#### TASK
Copy out only the rows from the line with "Can you see the leafy" to the line with "column 144, row 142", switching "hood" to "bonnet" and changing nothing else.

(Excerpts from point annotation data)
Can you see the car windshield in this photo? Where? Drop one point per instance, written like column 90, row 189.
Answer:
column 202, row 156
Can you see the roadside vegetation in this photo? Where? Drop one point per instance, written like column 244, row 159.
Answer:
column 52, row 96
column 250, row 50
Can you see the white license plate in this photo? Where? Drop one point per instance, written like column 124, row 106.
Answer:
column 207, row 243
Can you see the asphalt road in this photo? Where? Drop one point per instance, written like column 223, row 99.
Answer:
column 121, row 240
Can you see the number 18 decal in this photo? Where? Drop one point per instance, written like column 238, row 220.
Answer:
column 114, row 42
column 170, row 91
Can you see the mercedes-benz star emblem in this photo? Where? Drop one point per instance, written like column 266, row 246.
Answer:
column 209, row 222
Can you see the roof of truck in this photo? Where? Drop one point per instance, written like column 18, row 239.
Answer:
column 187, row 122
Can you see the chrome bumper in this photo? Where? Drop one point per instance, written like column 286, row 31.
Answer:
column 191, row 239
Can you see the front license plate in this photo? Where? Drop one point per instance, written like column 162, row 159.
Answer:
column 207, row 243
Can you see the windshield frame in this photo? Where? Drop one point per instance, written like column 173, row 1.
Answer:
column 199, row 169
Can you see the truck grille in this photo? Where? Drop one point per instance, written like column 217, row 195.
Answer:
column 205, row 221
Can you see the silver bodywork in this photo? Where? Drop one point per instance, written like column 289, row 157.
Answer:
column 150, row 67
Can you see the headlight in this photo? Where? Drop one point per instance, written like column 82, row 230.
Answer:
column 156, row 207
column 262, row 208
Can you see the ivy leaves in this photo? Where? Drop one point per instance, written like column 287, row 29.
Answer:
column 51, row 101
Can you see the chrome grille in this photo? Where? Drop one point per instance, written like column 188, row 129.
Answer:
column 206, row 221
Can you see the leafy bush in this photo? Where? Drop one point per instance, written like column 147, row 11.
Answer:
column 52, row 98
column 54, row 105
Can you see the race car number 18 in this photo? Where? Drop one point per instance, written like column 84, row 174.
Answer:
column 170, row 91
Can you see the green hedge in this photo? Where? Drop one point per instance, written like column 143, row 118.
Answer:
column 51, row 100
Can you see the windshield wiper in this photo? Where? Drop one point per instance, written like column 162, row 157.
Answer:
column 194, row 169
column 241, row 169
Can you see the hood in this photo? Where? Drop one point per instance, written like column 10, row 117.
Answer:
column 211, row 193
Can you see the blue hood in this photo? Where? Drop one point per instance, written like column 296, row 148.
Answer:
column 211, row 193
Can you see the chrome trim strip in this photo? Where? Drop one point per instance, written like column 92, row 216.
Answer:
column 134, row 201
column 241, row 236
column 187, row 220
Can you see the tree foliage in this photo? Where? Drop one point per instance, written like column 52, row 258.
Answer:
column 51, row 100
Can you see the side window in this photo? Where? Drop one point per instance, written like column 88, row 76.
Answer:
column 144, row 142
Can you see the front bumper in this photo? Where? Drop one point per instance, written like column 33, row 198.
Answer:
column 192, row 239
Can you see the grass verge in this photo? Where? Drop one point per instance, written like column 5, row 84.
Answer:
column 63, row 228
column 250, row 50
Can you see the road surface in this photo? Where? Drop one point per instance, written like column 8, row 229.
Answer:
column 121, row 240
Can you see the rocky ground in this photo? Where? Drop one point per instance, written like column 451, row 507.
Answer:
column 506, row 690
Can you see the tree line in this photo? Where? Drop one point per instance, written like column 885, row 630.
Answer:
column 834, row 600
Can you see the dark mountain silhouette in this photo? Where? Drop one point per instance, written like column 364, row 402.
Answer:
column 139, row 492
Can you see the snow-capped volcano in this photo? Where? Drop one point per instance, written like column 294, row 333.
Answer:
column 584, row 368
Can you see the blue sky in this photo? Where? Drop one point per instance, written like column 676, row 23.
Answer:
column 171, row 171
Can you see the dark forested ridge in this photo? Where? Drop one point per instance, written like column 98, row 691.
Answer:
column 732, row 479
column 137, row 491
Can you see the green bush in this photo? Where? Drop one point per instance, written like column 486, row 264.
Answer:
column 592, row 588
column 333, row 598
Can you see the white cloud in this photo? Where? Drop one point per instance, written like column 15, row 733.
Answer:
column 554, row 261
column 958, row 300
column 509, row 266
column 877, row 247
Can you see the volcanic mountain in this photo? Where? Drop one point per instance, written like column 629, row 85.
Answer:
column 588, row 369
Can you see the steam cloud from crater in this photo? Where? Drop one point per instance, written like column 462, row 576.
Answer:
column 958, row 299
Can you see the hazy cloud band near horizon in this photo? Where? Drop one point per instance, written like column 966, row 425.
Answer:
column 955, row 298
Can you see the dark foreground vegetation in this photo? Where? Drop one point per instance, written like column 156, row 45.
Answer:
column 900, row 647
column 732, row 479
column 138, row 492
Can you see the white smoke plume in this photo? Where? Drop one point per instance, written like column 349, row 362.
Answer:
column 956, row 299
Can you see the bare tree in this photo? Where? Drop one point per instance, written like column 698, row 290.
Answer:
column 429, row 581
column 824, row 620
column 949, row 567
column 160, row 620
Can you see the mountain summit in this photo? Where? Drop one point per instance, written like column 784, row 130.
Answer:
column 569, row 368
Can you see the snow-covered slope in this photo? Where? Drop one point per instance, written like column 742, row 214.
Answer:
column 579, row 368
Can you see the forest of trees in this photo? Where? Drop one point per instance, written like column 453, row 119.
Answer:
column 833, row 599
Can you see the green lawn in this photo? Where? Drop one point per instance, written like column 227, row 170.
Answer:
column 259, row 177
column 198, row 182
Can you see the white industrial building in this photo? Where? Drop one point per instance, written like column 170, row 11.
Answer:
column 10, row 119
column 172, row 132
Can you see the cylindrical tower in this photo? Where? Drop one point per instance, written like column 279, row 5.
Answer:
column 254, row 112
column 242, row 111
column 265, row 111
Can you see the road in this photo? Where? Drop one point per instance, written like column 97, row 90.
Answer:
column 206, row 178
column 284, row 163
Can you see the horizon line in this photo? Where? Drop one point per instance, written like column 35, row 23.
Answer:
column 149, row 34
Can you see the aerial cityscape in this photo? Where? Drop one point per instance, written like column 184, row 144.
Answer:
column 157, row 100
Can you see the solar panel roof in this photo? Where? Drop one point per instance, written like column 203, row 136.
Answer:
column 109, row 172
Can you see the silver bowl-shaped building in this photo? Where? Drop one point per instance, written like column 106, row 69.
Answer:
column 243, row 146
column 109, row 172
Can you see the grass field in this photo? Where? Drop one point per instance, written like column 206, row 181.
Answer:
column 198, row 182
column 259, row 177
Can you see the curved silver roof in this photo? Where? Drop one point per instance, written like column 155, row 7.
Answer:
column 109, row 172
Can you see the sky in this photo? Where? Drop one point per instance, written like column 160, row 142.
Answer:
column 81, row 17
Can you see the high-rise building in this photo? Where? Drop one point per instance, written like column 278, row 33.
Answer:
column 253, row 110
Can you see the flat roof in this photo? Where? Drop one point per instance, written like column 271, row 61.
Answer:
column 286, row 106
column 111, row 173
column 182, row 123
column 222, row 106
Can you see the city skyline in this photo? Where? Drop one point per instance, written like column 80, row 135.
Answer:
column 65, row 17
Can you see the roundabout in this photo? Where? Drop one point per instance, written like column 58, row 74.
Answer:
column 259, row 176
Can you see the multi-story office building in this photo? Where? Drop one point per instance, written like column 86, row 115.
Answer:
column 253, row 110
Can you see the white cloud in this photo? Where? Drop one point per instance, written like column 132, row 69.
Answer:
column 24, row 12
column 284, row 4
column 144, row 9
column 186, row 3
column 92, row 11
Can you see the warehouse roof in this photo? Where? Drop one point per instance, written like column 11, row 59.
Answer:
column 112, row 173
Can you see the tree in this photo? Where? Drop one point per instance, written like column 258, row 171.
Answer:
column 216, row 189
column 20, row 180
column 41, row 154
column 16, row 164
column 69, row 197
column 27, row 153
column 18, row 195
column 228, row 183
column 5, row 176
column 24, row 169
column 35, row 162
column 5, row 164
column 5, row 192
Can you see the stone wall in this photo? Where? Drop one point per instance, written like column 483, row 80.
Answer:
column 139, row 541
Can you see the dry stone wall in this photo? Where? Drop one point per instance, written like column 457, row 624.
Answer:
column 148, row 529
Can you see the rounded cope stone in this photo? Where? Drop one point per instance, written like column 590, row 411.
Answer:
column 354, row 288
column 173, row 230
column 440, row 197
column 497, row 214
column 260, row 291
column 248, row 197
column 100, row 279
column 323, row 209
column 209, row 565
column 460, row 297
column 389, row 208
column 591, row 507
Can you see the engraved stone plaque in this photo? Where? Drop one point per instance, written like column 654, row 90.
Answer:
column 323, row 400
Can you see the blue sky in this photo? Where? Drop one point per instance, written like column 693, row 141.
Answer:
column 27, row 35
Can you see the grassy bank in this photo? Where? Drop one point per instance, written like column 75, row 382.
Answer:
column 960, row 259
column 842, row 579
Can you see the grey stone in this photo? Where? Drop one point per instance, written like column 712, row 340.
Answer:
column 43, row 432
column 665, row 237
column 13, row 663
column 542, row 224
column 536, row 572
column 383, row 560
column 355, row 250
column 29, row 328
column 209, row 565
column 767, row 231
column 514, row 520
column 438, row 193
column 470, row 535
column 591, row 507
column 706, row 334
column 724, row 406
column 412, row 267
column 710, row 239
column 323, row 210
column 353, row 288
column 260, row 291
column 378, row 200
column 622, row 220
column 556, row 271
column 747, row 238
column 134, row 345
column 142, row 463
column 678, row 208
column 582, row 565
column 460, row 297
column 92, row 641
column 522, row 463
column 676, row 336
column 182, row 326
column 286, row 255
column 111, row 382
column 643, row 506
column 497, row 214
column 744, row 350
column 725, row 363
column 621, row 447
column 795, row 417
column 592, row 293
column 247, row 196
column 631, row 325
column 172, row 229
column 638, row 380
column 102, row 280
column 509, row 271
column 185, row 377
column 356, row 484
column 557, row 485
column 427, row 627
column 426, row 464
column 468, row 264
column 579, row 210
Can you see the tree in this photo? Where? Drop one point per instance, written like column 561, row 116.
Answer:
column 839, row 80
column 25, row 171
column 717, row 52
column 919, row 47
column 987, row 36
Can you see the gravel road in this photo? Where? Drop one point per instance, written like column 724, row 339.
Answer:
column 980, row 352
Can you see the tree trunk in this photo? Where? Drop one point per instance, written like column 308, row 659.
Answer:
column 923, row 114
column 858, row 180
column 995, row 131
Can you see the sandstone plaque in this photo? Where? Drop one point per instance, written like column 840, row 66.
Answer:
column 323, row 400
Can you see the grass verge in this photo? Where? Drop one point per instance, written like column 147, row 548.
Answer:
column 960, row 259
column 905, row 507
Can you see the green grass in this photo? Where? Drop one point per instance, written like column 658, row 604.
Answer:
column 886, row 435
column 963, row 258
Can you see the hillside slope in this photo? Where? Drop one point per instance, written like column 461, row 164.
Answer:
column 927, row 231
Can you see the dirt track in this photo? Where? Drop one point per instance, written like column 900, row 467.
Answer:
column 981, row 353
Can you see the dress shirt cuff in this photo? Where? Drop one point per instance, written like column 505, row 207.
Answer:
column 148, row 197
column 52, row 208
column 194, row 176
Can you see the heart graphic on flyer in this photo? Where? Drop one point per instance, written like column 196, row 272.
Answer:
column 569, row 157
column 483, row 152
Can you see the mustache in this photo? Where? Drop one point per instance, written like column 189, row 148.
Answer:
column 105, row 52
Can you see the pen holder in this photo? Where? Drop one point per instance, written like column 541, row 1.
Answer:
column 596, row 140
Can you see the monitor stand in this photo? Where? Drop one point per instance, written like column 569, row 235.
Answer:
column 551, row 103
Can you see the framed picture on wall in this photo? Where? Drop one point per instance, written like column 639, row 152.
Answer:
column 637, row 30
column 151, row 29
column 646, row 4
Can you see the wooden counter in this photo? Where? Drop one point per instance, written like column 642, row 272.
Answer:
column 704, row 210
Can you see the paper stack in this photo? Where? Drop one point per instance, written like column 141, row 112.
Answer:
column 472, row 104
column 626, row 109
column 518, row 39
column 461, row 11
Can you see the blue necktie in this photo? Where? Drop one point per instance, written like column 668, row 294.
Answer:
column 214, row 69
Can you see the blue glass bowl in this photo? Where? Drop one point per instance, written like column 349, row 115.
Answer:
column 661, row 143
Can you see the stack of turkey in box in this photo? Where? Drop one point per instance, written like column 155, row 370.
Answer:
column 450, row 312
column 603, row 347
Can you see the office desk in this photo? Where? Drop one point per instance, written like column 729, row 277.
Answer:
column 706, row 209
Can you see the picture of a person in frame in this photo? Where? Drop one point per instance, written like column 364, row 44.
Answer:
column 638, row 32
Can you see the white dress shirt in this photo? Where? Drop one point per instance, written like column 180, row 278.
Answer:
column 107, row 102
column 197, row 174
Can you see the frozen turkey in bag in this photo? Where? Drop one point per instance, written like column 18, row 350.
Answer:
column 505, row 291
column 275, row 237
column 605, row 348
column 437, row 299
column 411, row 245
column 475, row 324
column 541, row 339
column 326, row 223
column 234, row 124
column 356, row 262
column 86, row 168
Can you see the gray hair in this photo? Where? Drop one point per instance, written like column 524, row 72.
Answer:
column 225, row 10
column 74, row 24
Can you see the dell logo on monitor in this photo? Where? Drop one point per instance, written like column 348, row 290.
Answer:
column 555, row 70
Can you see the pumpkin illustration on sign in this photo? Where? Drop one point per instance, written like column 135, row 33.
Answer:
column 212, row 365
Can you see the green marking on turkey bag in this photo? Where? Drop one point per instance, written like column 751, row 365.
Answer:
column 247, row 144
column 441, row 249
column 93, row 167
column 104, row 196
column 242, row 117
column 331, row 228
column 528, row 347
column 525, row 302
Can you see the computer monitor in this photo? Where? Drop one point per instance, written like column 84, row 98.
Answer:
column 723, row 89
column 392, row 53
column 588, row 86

#### FINISHED ANSWER
Can you see the leafy bush in this photo? Where? Drop one point per instance, written like column 147, row 11.
Answer:
column 52, row 98
column 54, row 105
Can you see the race car number 18 in this photo? Where? Drop one point per instance, written like column 84, row 174.
Answer:
column 170, row 91
Can you see the green hedge in this photo? Where? Drop one point per instance, written like column 143, row 118.
Answer:
column 51, row 100
Can you see the windshield wiper in this photo? Where? Drop one point per instance, written like column 162, row 157.
Answer:
column 194, row 169
column 241, row 169
Can you see the bonnet in this photo? Where? Drop one point per instance, written like column 10, row 117.
Answer:
column 211, row 193
Can you see the blue bonnet in this photo? Where? Drop one point per instance, written like column 296, row 148.
Answer:
column 211, row 193
Can you see the chrome trim strip in this photo? Where? Drop one point per instance, written like column 92, row 216.
Answer:
column 134, row 201
column 241, row 236
column 187, row 220
Can you see the tree foliage in this photo? Where? Drop one point per instance, written like column 52, row 258.
Answer:
column 51, row 100
Can you see the side window in this photo? Where? Drop one point per instance, written like column 88, row 76.
Answer:
column 144, row 142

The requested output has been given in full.